Text block:
---*---

To do this, I draw on my recent work on the History Galleries4 in the Smithsonian's National Museum of African American History and Culture (NMAAHC) in Washington DC, and supplement this with other examples. The captures and removals central to slavery and lynching in the US bring particular comparative angles to other forms and histories of missingness discussed elsewhere in this special issue.
As a mainstream museum on the Mall's national stage, the NMAAHC addresses a wide audience. Opened to great acclaim in September 2016, the museum seeks to recast popular understandings of national history, to show that African American history is American history', and to 'propel a national conversation around race, around history'.5 This meant the History Galleries had to navigate segregated memories, histories, and scholarship, and to recalibrate relations among different strands and representations of popular history.6 Further, the Galleries had to address a political and cultural moment, when striking connections among popular understandings of history, US ethno-racial formations, and the 'innumerable ways that we still live in a world made by slavery' were increasingly prominent and recognised.7 Design was essential in shaping the broad narrative framework through which the exhibit seeks to recast popular history, providing ways to define actors, actions, events, connections, and relationships.
The NMAAHC has eight levels and 8,000 square metres of exhibition space (see Figure 1).8 The History Galleries, encompass the three lower levels of the building, which are located underground (see below for more on other levels). Here, woven into the Galleries' sweeping four-hundred-year canvas, are episodes and modes of missingness that have helped constitute US society through slavery, colonialism, the post-Revolutionary and Civil War eras, the years of Reconstruction and Jim Crow laws, the civil rights era, and contemporary times. Comparative historians might bring these into conversation with other situations where missingness has helped to define political processes and personal experiences, whether other slave-trade locations, South Africa's colonial and apartheid dead, those disappeared in Northern Ireland, Argentina, or Chile, genocides in Europe, Africa, and Asia, or similar cases.9
However, considering how missingness is designed and presented in the History Galleries can also raise questions about categories and relations that constitute states of being missing and being missed, and how these are construed as memory and history. This further foregrounds narrative tensions around personhood, and around the processes and dynamics of humanising/dehumanising that are often fundamental to situations where particular groups of people are systematically disappeared, removed, and made missing. Finally, the Galleries also provide a way to think about how affect and engagement are produced via design - how does missing become missed for visitors?

---*---

Short exercise: Condense the paragraph of the museum text that begins "The NMAAHC has eight levels" into a short bulleted list that keeps its main facts.

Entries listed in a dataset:
---*---

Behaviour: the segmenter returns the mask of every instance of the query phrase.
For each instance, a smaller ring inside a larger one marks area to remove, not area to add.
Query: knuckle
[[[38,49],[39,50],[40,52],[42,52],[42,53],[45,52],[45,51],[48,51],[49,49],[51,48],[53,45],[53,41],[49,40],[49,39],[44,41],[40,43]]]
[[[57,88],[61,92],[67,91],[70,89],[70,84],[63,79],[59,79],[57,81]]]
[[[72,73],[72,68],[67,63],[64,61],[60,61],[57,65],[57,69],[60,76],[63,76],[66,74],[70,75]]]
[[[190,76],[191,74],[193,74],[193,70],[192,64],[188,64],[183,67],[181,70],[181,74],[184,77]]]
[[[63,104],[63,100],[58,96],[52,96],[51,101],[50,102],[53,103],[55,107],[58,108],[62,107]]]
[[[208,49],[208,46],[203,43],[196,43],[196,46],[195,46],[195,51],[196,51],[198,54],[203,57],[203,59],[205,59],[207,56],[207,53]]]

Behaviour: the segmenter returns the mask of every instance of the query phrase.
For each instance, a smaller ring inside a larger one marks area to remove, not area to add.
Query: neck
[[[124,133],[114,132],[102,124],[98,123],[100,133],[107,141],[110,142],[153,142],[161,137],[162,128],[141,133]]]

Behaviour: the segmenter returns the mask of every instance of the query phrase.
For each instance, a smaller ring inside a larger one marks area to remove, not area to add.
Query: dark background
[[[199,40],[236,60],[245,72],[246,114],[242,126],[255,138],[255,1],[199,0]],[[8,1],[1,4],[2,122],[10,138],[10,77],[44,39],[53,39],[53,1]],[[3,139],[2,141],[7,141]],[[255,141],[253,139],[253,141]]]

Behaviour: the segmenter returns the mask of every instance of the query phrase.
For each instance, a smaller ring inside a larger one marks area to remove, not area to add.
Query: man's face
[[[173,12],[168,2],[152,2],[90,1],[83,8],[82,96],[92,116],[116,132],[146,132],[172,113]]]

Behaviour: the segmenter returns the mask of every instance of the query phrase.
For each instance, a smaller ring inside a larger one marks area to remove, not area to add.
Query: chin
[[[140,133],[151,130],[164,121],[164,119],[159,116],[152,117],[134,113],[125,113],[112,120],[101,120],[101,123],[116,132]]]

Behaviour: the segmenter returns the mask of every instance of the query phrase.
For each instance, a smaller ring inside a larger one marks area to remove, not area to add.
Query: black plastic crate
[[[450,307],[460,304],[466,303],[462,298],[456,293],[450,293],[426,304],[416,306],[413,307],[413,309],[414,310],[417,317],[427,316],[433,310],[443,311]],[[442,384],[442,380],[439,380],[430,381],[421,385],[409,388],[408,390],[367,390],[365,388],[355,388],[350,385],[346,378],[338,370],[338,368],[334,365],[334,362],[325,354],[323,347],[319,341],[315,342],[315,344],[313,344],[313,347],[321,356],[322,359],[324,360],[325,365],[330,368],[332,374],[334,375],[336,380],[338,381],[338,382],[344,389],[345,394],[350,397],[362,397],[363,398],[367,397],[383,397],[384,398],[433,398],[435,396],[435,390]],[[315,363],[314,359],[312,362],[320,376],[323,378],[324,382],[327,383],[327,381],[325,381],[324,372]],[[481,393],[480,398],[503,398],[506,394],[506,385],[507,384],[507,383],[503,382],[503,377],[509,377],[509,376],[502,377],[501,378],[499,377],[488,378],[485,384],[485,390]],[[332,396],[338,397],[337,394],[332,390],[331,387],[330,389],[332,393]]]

---*---

Expected output:
- The NMAAHC has eight levels and 8,000 square meters of exhibition space.
- The History Galleries take up the building's three lower levels, which are underground.
- Across their four-hundred-year span, the Galleries include episodes and modes of missingness that helped shape US society: slavery, colonialism, the post-Revolutionary and Civil War eras, Reconstruction and Jim Crow, the civil rights era, and contemporary times.
- Comparative historians might set these beside other cases where missingness defined political processes and personal experiences:
  - other slave-trade locations
  - South Africa's colonial and apartheid dead
  - the disappeared in Northern Ireland, Argentina, and Chile
  - genocides in Europe, Africa, and Asia